* **保存された記録**
──────────
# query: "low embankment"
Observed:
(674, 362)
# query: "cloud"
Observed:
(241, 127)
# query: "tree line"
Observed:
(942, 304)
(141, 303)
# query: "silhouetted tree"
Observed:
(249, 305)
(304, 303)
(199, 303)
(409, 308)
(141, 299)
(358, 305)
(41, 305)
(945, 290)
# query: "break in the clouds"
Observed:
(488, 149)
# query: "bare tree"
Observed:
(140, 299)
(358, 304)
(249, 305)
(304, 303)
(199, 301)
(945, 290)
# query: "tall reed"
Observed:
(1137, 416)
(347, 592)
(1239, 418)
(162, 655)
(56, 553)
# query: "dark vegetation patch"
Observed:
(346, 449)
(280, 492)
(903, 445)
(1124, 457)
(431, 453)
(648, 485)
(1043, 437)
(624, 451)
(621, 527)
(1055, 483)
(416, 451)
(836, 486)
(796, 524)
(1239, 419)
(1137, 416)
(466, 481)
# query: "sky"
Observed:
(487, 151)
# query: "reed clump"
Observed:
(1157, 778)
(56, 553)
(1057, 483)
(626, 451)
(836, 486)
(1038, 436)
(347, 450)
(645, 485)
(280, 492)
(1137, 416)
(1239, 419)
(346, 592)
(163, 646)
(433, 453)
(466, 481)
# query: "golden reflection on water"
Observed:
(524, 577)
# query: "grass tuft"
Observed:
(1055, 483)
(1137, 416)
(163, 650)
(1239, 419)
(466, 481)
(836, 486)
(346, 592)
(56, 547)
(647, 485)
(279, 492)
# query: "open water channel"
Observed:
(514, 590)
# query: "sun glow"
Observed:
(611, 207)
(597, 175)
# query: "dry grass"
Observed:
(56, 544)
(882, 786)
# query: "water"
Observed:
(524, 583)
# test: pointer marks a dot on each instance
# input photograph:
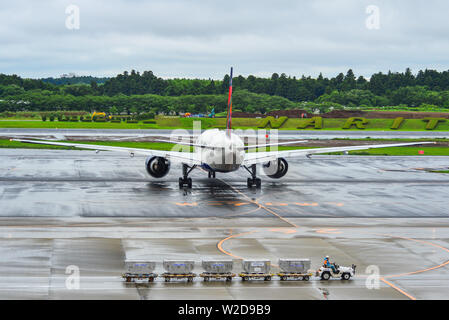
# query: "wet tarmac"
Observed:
(102, 134)
(78, 208)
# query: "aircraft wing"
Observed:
(183, 157)
(272, 144)
(261, 157)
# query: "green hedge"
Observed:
(358, 122)
(432, 123)
(397, 123)
(316, 122)
(272, 122)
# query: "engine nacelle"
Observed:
(157, 167)
(276, 169)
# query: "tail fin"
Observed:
(229, 115)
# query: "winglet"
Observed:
(229, 115)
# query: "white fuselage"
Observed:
(227, 152)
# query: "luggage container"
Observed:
(217, 269)
(256, 266)
(178, 269)
(294, 265)
(178, 266)
(139, 269)
(139, 266)
(217, 266)
(256, 269)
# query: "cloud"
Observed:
(201, 39)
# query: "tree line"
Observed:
(145, 92)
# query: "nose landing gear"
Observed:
(253, 181)
(185, 181)
(211, 174)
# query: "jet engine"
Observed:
(276, 169)
(157, 167)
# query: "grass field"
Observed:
(238, 123)
(394, 151)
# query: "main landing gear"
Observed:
(211, 174)
(253, 181)
(185, 180)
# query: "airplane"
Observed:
(220, 151)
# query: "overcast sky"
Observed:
(202, 39)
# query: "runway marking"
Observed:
(328, 230)
(190, 204)
(398, 289)
(286, 231)
(305, 204)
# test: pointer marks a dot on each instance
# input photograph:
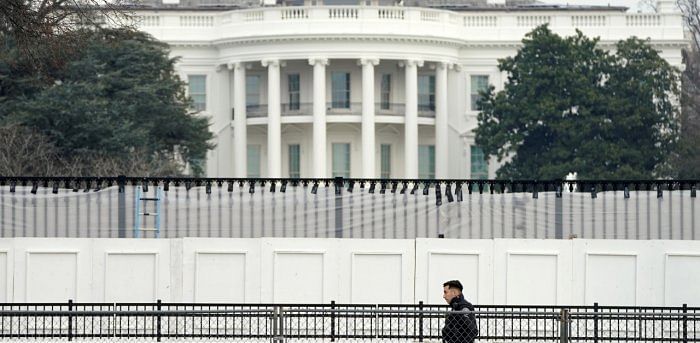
──────────
* **やること**
上の記録から「landing」という文字列を含む行をすべて抜き出し、そのまま書き写してください。

* **練習の解答**
# query: "nose landing gear"
# query: "main landing gear"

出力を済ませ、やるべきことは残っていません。